:: TEXT SECTION ::
Do we write in order to heal? Is literature a form of therapy? – asked Ion Vianu, writer and psychiatrist, at the third meeting of the FILIT evenings, the special guest of which was the Nobel Prize laureate Herta Müller. “The Hungarian novelist György Dragomán told me that when he was 13 or 14 he was depressed and he decided to kill himself. He told his father it would be better if he died, and then his father gave him a book by Herta Müller and encouraged him to read it. «If afterwards you still want to kill yourself, then go ahead and do it». And Gyorgy Dragoman read it and changed his mind,” was the answer given by Ernest Wichner, a German writer and translator, the moderator of the evening.

:: TASKS TO COMPLETE ::
- A) Answer from the FILIT evening text:
(i) Which two professions does the text give for Ion Vianu?
(ii) Who was the special guest of the third meeting?
(iii) Who moderated the evening?
- B) Please extend the text about the FILIT evening with Herta Müller, beginning after its final sentence.

:: DATA EXTRACT ::
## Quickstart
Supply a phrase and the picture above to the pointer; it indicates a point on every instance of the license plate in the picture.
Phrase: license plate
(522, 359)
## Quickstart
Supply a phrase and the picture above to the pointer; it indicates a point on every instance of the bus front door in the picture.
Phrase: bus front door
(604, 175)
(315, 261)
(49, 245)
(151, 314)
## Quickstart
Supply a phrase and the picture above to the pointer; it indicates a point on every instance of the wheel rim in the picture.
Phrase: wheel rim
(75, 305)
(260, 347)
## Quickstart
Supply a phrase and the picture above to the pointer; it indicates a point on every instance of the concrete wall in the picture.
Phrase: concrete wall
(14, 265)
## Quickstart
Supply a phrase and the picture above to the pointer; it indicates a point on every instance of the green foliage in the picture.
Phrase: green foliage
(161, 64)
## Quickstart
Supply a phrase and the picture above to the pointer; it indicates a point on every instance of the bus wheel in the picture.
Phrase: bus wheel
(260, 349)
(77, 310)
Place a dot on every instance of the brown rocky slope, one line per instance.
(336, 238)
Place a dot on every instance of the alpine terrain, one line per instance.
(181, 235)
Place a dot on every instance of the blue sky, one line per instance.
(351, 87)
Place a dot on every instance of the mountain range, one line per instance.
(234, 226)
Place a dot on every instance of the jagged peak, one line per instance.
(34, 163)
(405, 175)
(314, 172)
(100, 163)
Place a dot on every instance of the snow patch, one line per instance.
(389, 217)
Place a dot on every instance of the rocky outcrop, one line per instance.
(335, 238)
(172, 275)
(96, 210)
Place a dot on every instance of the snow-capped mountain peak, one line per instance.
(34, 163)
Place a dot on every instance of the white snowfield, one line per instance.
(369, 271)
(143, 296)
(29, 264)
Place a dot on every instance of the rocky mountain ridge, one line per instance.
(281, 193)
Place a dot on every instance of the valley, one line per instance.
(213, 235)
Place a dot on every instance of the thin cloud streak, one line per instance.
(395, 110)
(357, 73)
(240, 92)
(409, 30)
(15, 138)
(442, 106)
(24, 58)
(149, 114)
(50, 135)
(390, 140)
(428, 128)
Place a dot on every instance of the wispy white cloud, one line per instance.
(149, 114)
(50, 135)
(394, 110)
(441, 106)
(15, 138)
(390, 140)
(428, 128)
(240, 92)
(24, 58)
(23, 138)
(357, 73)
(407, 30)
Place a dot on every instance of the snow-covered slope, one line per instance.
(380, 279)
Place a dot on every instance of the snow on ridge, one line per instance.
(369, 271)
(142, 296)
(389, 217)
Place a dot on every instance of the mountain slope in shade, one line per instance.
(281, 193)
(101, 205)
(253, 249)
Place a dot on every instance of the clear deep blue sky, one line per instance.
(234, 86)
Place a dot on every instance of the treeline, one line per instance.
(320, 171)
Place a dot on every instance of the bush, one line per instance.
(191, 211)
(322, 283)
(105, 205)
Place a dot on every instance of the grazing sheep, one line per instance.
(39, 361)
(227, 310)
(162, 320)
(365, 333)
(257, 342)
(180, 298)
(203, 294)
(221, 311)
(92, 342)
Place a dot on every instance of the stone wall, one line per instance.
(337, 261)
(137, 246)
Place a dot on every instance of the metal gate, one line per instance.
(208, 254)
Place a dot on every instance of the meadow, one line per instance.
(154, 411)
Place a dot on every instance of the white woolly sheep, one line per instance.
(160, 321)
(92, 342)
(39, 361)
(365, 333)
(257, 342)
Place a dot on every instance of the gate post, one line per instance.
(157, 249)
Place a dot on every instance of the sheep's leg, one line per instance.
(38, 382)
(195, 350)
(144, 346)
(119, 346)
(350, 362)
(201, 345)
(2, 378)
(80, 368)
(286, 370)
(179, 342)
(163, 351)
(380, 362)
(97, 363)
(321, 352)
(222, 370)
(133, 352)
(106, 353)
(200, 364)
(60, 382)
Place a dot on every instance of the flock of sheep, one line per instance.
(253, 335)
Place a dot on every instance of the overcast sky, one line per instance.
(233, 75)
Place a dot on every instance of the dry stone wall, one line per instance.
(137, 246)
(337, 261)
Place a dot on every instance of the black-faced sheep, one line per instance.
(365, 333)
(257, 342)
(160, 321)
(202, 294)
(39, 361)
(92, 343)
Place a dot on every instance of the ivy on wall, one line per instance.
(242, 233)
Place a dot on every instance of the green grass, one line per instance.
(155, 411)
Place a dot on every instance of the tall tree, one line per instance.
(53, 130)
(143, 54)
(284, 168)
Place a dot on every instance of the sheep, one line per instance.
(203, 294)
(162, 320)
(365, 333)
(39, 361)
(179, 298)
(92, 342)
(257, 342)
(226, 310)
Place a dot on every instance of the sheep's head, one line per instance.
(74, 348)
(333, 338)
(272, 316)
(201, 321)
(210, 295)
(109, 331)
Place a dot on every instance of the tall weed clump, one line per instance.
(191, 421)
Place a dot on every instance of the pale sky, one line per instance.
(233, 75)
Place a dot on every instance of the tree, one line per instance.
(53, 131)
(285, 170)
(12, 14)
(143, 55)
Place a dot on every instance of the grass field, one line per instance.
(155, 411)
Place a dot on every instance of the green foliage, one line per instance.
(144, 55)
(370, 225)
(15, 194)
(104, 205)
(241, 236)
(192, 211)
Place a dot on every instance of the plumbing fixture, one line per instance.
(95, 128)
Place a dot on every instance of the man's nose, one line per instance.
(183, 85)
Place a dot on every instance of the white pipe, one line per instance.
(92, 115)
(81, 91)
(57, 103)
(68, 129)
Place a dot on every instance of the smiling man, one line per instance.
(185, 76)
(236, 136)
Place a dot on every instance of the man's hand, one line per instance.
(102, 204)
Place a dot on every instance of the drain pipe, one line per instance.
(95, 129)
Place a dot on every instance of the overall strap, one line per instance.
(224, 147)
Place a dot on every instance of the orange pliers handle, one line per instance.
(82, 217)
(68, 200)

:: ANSWERS BY TASK ::
- A)
(i) Writer and psychiatrist
(ii) Herta Müller, the Nobel Prize laureate
(iii) Ernest Wichner

- B)
Many things are therapy, a flower, a garden, anything that is beautiful can be therapy, added Herta Müller. “But in art, if something is beautiful, it is also painful. There isn’t just one side to it, it’s not just something that gives you joy. This pain is necessary, poetry does not end with its last word. It hurts, but it also helps me. It’s the same with writing. I’ve always believed that the sum of the two is zero: it hurts me as mush as it helps me. This equation must exist, otherwise I don’t like the text,” explained the German writer.
In these circumstances, writing is a risk, but not writing is also a risk, as Herta Müller also found out, because she has often wondered what would have been best: to write or not to write? “Maybe it would have been better if I didn’t write. If I hadn’t started books and gone in this direction, I would have had a different life, with different friends. I would have worked somewhere, as a seamstress or in a stockings factory. I would have worked every day, I would have been tired, I would have seen what was going on around me and I would have found another way to express myself. I would have woven all this sensibility into a pair of stockings,” the writer said, musing about her alternative destiny. “But it wouldn’t have been visible in that pair of stockings…” Therefore, she concluded, it’s better that she works with words.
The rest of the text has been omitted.